>> Begin Selected text

So you have decided to grow a weed plant yourself. That in itself is fantastic news! Growing a cannabis plant yourself is a very nice experience. Hey, and it has been proven that plants make you happy! And believe us if we tell you that ... if you have weed plants around you then you will be extra happy! Anyway, first raise that plant. So bring on that green thumb.
Watering weed plants
One of the first things that novice growers encounter is watering. Suppose you have let your seeds germinate, and a beautiful little baby plant pops up above the ground. What then? You know that a plant needs water to survive. But how much? And how often should you water the plant? See, the problem with watering plants is that no precise amounts have been determined. Moreover, as it grows larger, a plant naturally needs more water (and nutrients). So in addition to knowing how much a plant needs, you also need to know how much more the plant needs as it gets older. Watering is simply not a science, the quantities are not exact.
Yet with a little gut feeling, common sense and a overall watering schedule, not a lot can go wrong. There are just a number of factors that you should take into account. You understand that the bigger a plant grows, the more water it needs to stay healthy and thrive. An adult plant needs more water (and nutrition) than a baby plant. We won't tell you anything new with that. But there are even more variables that you have to take into account. For example, it is very important that you do not give your weed plant too much water. If you soak a plant with water, it is very bad for the plant and it will die. Water is important, it is even vital for a plant. But it is even better to keep the earth (or the growing medium that you use) a little too dry than to completely soak it. In this article we deal with a number of issues that you encounter when watering your plant. So read on and take advantage of it.

>> End Selected text
>> Begin Data entries

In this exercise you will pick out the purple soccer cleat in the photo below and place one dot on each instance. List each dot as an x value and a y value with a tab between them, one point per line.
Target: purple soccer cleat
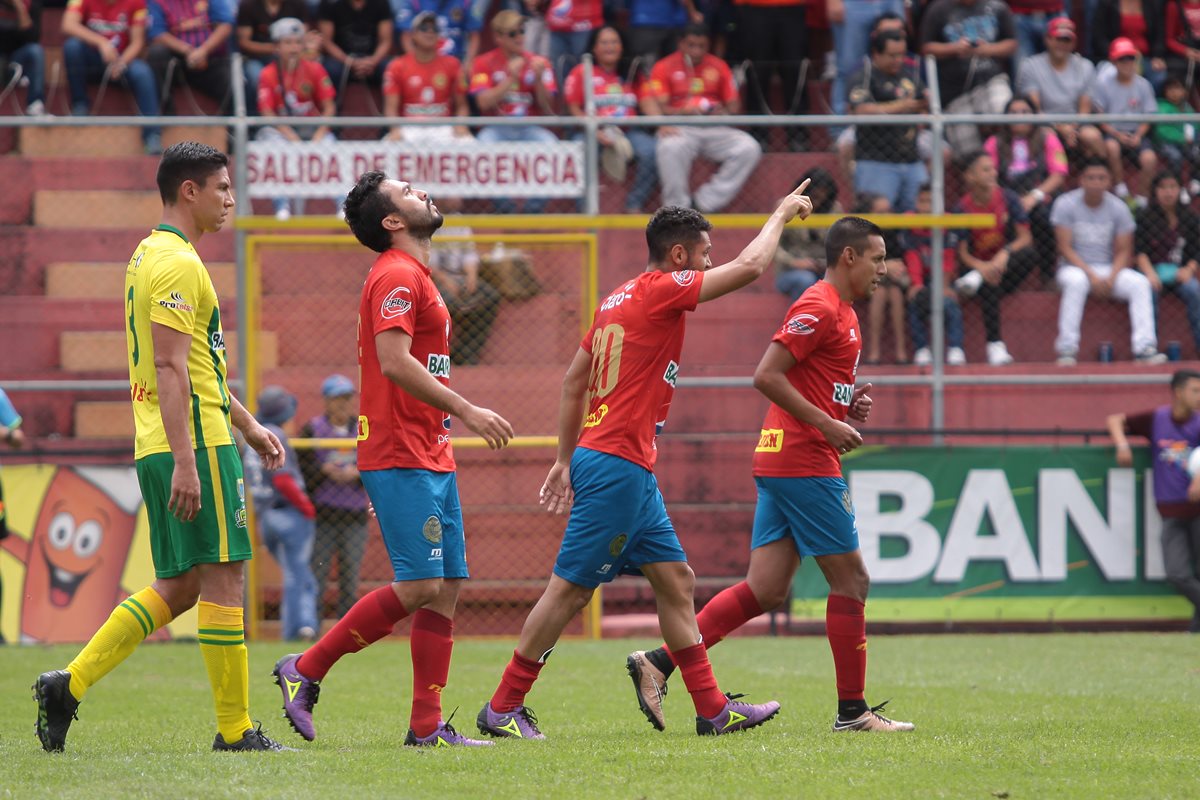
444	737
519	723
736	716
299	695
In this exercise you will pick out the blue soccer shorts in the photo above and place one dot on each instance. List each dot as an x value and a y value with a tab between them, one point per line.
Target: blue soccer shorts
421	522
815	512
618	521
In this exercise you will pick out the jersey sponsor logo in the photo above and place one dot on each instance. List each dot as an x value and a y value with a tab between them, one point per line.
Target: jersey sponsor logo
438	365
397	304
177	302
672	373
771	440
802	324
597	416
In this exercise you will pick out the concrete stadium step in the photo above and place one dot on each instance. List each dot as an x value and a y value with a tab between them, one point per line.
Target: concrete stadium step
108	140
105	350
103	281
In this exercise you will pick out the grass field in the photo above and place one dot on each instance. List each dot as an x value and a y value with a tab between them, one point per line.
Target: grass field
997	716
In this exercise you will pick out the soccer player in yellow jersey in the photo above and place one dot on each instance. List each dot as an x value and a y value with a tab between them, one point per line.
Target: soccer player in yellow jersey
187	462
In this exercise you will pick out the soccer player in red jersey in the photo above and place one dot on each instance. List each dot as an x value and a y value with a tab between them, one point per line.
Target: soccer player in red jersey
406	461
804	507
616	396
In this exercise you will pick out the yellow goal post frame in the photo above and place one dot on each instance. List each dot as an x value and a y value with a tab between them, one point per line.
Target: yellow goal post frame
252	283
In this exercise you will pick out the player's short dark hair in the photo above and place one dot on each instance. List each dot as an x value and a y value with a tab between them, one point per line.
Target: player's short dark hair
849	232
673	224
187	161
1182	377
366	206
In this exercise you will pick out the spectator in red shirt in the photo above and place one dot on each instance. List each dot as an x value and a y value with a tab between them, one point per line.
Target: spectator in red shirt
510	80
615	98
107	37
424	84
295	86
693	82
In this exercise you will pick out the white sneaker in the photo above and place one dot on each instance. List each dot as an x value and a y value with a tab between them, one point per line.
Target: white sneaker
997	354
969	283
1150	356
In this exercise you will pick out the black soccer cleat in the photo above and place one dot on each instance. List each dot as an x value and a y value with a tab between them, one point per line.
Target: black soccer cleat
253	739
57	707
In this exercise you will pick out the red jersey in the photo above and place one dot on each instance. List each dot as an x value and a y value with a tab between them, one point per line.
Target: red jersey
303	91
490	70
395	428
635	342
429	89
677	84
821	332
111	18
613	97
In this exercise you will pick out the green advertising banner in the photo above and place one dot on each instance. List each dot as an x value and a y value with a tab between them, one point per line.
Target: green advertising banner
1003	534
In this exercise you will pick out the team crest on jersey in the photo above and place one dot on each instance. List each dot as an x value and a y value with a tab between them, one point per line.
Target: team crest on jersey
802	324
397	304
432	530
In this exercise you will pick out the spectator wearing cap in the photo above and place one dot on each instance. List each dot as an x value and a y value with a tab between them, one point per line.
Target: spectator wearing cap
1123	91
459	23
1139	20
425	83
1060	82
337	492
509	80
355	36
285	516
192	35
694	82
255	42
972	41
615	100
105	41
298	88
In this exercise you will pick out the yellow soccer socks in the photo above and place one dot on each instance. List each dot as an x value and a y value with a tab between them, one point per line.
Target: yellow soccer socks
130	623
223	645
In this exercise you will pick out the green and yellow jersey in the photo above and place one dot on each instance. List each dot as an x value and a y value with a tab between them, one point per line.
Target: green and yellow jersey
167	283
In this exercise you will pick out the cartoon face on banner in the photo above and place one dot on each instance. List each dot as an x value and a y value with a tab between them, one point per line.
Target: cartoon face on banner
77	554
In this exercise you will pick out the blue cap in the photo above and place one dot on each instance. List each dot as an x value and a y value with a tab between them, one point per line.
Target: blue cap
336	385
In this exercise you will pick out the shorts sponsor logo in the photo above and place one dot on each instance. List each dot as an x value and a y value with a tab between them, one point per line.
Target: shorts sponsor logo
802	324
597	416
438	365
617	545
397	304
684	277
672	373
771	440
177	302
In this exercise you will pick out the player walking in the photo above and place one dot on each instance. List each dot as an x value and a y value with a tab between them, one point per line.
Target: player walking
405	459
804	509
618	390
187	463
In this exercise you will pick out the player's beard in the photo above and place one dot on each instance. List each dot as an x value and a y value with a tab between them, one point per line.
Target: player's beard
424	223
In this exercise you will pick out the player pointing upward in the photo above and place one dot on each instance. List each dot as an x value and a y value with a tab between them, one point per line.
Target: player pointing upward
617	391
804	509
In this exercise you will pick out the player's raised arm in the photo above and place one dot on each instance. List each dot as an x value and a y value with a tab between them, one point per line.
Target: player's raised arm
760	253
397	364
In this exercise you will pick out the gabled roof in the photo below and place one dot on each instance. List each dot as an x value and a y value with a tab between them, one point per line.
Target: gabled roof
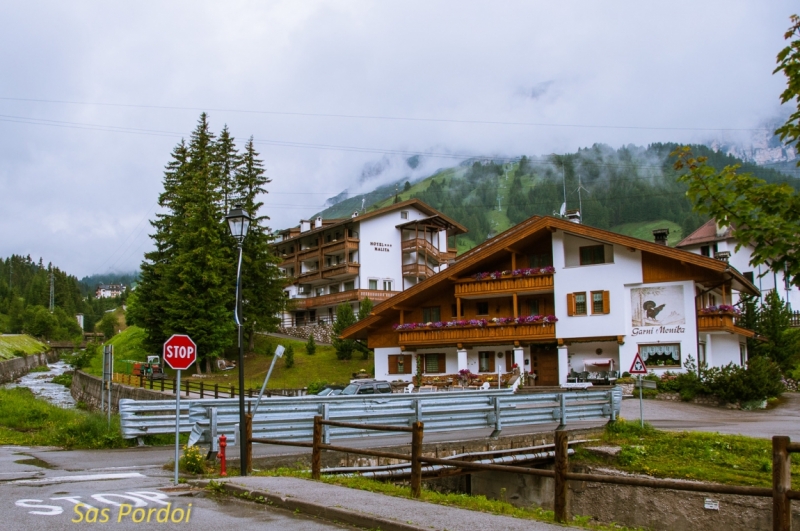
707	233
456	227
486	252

>> End Data entries
>> Begin Data entries

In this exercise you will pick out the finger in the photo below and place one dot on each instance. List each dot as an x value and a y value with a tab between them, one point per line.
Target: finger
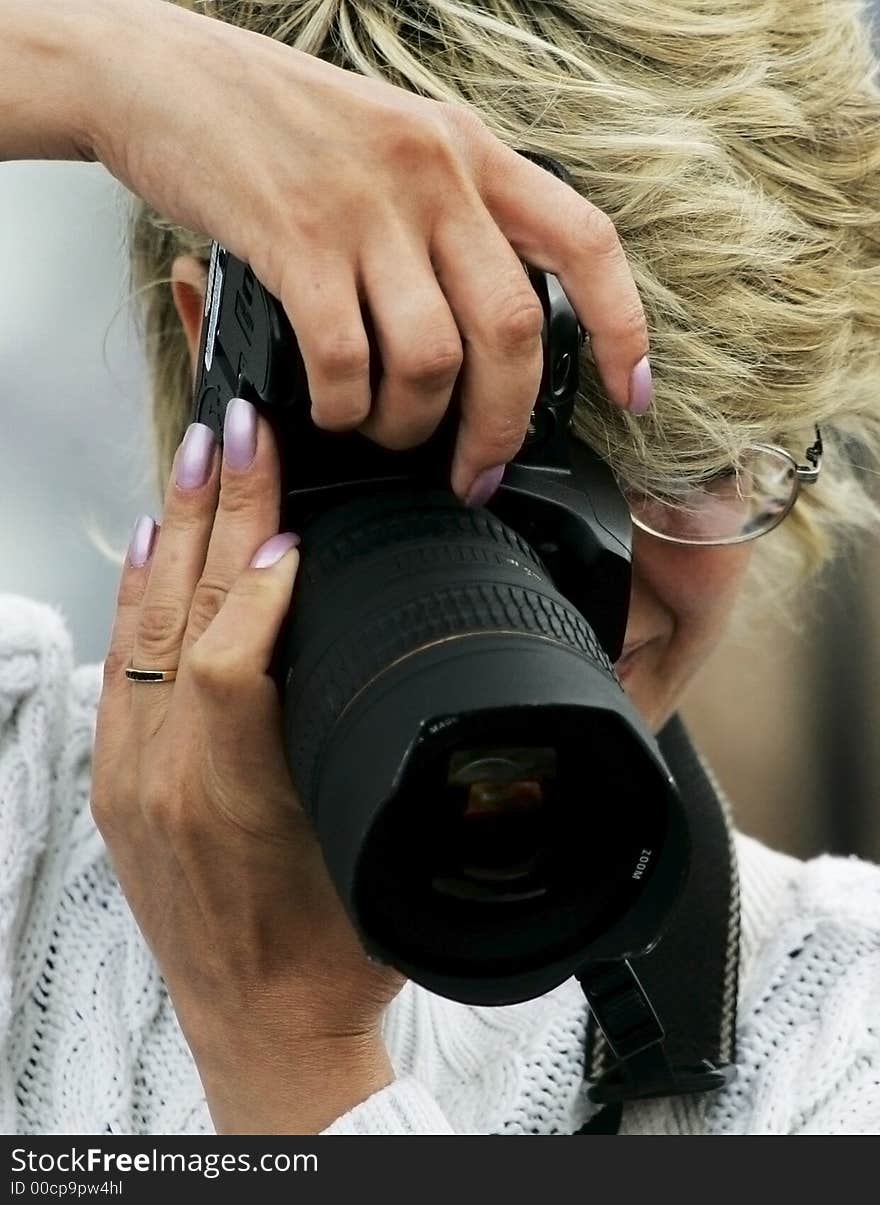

>> End Data entries
>> Begin Data entries

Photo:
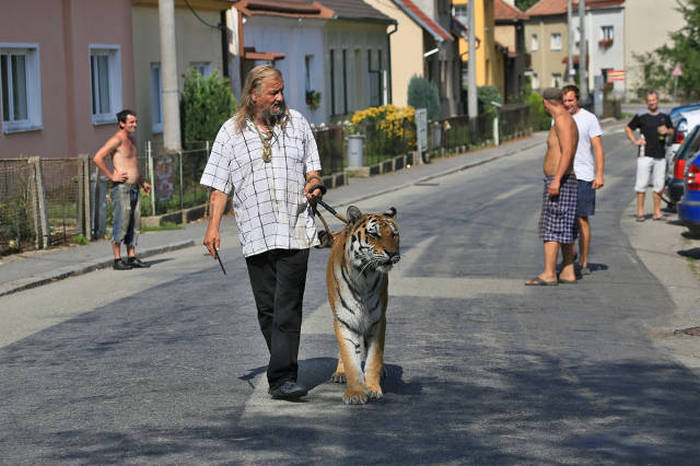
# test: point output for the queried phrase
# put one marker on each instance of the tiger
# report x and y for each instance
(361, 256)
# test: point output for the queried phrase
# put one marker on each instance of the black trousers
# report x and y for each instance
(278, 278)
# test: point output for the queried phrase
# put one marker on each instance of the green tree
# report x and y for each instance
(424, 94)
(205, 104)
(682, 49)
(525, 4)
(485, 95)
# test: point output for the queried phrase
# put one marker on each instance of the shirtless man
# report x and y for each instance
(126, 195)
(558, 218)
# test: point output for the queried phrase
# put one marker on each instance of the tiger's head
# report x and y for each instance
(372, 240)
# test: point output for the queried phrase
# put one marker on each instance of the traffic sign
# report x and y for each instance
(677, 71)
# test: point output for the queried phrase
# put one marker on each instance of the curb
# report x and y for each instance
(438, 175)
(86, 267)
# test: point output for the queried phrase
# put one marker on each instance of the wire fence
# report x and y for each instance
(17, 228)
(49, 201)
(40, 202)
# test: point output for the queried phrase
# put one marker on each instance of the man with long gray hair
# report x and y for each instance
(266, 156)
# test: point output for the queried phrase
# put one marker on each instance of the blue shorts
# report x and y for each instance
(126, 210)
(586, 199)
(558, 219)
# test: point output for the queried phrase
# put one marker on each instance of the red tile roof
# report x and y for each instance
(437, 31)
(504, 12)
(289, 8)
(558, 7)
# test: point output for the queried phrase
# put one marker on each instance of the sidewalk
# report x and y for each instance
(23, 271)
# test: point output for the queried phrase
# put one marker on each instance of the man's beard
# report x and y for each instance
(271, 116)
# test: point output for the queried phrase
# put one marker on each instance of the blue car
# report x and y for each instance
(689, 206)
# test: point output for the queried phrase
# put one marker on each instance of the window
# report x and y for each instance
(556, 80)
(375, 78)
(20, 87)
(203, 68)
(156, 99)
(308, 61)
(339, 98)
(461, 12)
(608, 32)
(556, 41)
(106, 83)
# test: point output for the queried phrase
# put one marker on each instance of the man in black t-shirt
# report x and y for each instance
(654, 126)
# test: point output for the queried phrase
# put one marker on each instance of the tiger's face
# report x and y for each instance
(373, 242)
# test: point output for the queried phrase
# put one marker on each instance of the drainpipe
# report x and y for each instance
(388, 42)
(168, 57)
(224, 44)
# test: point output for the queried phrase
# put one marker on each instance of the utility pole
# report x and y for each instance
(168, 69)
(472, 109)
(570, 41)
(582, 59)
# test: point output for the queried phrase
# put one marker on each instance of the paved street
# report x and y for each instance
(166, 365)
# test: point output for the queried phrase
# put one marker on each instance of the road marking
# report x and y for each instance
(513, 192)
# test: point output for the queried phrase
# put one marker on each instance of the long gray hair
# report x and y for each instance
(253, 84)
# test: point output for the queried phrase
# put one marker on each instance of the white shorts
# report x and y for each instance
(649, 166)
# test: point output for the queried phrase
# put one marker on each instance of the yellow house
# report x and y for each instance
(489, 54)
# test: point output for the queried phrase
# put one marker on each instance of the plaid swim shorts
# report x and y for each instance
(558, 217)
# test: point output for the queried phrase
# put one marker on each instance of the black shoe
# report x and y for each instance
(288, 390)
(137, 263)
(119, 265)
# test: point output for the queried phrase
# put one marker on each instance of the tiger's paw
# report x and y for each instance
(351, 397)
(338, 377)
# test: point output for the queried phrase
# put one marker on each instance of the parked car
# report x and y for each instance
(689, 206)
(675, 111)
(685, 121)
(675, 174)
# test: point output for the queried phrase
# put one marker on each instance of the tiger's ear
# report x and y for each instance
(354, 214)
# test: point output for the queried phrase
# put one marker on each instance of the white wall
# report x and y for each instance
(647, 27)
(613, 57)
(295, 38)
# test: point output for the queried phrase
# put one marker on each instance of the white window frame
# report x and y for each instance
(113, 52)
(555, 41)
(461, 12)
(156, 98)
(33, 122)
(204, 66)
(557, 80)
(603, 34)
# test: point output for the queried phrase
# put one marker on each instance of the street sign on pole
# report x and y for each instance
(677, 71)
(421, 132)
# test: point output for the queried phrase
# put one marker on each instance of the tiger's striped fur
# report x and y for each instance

>> End Data entries

Set task - Copy out the full text about watering weed plants from above, word for word.

Response -
So you have decided to grow a weed plant yourself. That in itself is fantastic news! Growing a cannabis plant yourself is a very nice experience. Hey, and it has been proven that plants make you happy! And believe us if we tell you that ... if you have weed plants around you then you will be extra happy! Anyway, first raise that plant. So bring on that green thumb.
Watering weed plants
One of the first things that novice growers encounter is watering. Suppose you have let your seeds germinate, and a beautiful little baby plant pops up above the ground. What then? You know that a plant needs water to survive. But how much? And how often should you water the plant? See, the problem with watering plants is that no precise amounts have been determined. Moreover, as it grows larger, a plant naturally needs more water (and nutrients). So in addition to knowing how much a plant needs, you also need to know how much more the plant needs as it gets older. Watering is simply not a science, the quantities are not exact.
Yet with a little gut feeling, common sense and a overall watering schedule, not a lot can go wrong. There are just a number of factors that you should take into account. You understand that the bigger a plant grows, the more water it needs to stay healthy and thrive. An adult plant needs more water (and nutrition) than a baby plant. We won't tell you anything new with that. But there are even more variables that you have to take into account. For example, it is very important that you do not give your weed plant too much water. If you soak a plant with water, it is very bad for the plant and it will die. Water is important, it is even vital for a plant. But it is even better to keep the earth (or the growing medium that you use) a little too dry than to completely soak it. In this article we deal with a number of issues that you encounter when watering your plant. So read on and take advantage of it.